(Your assignment):
Reproduce the listing below verbatim, from its first line through the line containing "positive clicks: (0, 168) (5, 163)", including both of those lines.

(Exercise material):
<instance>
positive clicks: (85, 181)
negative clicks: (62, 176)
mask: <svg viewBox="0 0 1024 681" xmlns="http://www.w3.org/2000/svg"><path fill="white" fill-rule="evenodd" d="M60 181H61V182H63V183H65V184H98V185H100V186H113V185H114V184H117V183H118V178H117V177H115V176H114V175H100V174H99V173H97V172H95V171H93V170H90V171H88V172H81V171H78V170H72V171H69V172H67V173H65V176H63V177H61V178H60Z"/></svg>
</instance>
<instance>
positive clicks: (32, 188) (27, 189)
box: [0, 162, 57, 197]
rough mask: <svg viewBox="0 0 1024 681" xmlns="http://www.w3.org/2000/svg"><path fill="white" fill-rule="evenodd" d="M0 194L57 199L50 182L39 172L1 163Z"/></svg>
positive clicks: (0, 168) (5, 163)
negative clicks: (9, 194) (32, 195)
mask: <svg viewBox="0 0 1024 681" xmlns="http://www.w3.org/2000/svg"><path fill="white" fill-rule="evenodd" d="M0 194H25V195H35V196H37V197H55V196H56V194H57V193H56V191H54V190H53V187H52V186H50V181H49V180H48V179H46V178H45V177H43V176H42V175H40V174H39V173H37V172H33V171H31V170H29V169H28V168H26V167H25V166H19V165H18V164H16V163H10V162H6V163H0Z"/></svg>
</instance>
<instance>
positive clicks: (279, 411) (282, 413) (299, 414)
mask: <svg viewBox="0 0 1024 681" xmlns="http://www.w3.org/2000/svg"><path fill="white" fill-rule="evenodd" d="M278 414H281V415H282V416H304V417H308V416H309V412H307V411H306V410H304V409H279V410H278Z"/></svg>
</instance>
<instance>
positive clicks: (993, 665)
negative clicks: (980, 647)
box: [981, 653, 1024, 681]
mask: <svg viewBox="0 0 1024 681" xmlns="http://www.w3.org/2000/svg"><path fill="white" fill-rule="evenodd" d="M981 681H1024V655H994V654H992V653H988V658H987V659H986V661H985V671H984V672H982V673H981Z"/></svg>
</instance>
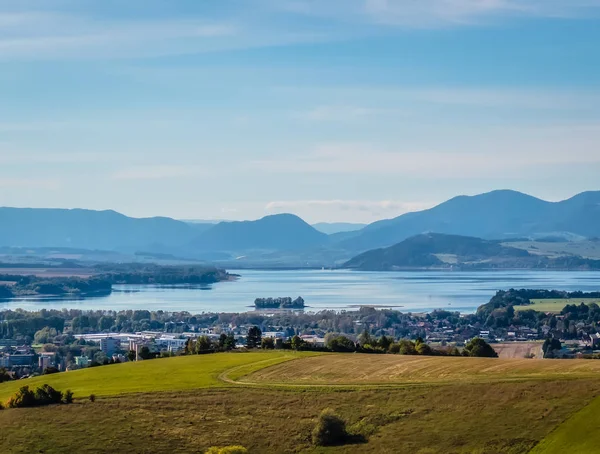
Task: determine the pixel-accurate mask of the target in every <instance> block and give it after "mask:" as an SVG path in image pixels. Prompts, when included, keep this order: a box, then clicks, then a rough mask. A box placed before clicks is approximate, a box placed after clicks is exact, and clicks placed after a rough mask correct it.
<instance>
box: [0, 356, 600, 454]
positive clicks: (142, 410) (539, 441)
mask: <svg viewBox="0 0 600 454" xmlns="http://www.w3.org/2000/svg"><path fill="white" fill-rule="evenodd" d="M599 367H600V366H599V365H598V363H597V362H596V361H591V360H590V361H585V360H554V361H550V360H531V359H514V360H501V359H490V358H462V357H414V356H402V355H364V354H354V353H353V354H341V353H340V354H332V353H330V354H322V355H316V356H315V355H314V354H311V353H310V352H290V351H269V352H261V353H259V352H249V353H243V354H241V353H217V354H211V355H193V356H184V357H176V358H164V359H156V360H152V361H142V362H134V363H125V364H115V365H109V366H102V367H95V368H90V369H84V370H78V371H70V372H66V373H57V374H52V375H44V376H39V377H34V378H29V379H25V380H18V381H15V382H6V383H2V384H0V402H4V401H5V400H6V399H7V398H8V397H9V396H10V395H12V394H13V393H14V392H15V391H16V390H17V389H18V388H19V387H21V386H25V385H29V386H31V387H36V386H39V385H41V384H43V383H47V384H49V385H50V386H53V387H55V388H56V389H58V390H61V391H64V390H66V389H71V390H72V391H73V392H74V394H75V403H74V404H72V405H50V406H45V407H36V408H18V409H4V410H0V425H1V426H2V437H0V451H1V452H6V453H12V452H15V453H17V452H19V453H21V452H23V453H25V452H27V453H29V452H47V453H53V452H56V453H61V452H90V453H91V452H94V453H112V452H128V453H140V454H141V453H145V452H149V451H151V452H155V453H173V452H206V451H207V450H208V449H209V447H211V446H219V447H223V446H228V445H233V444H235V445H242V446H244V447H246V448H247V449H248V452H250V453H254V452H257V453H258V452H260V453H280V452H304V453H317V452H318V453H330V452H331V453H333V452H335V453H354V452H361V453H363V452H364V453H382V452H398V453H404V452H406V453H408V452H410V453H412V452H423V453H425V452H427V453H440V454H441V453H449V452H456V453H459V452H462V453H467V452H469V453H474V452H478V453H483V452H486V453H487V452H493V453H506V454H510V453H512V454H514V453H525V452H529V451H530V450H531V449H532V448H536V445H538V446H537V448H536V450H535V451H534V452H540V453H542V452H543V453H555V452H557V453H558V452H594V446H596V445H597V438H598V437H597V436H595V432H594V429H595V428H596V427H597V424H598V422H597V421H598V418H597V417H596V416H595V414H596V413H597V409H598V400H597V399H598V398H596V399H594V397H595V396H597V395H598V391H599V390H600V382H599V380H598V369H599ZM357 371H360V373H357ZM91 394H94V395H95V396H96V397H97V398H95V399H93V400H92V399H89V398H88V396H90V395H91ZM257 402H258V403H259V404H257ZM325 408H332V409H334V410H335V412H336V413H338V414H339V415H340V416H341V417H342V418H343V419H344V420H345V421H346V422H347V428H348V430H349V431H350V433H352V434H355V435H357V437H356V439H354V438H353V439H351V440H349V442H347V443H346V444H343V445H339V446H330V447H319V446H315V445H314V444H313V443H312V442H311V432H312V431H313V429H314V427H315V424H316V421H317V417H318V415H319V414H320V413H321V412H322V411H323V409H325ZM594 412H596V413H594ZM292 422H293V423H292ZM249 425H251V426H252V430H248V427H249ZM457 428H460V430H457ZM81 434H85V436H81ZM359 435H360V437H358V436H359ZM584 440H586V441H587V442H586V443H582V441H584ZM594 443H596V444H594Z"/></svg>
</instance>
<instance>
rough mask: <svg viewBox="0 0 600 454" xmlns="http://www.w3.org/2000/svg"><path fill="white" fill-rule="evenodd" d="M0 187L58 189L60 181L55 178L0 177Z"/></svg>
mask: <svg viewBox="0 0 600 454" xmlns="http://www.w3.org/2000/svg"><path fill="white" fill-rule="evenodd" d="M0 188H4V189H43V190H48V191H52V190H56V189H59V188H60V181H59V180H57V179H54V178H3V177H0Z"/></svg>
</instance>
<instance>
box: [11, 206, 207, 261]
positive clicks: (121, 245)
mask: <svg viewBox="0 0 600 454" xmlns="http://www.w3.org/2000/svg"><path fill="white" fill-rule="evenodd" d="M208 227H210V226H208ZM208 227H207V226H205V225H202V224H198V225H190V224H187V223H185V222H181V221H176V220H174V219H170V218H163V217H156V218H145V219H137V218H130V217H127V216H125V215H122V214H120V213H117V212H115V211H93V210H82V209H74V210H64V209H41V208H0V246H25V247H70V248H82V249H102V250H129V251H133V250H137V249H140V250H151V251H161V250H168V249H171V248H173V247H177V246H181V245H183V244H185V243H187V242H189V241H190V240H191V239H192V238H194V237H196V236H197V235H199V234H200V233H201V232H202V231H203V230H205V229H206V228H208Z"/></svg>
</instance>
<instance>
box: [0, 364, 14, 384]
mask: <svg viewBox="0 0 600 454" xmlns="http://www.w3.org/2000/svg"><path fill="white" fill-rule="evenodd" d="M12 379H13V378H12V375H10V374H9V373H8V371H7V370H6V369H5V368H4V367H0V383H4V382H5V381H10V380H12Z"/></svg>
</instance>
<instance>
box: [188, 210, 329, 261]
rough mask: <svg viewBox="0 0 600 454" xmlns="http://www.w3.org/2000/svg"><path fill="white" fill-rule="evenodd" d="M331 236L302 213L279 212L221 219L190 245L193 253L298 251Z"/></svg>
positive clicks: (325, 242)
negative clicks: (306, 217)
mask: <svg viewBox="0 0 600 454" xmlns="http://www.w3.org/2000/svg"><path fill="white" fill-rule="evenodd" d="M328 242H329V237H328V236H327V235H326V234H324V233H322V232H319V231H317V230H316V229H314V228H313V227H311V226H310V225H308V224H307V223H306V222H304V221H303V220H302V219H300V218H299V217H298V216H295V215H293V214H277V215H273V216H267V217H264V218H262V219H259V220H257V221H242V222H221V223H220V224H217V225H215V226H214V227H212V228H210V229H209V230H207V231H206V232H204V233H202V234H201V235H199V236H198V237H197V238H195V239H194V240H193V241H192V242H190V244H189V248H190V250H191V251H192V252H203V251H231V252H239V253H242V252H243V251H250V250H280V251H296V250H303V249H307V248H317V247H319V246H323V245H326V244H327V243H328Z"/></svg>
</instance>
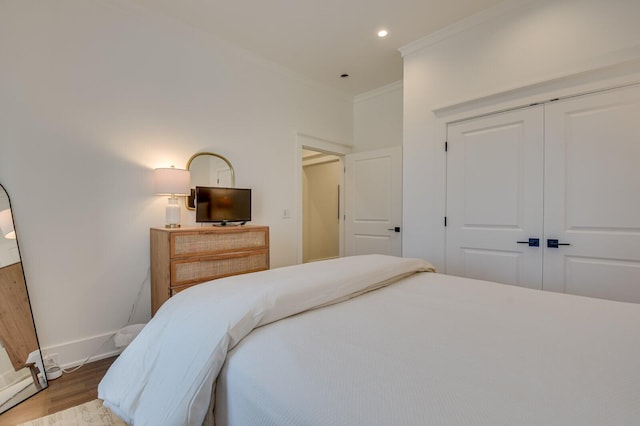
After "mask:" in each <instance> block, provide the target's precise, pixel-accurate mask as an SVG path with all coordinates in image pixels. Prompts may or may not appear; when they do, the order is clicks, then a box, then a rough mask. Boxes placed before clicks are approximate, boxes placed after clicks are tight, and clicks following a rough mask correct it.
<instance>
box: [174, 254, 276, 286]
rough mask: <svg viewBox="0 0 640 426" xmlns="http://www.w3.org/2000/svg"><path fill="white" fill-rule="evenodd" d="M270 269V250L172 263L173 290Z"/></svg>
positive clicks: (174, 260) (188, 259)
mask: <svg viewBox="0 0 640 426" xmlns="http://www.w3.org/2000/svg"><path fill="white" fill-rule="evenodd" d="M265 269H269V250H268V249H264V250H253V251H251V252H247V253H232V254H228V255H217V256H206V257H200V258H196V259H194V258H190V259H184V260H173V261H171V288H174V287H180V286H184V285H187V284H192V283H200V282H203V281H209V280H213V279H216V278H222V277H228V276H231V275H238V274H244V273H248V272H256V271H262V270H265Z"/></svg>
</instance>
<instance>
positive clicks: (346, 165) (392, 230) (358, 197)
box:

(Task result):
<instance>
positive clicks: (85, 181)
negative clicks: (62, 176)
mask: <svg viewBox="0 0 1024 681" xmlns="http://www.w3.org/2000/svg"><path fill="white" fill-rule="evenodd" d="M60 181H61V182H63V183H65V184H98V185H100V186H113V185H114V184H117V183H118V178H117V177H115V176H114V175H100V174H99V173H97V172H95V171H93V170H90V171H88V172H81V171H78V170H72V171H69V172H67V173H65V176H63V177H61V178H60Z"/></svg>
</instance>
<instance>
positive clicks: (32, 188) (27, 189)
box: [0, 162, 57, 197]
rough mask: <svg viewBox="0 0 1024 681" xmlns="http://www.w3.org/2000/svg"><path fill="white" fill-rule="evenodd" d="M0 194L57 199L50 182L39 172L1 163Z"/></svg>
positive clicks: (0, 168) (5, 163)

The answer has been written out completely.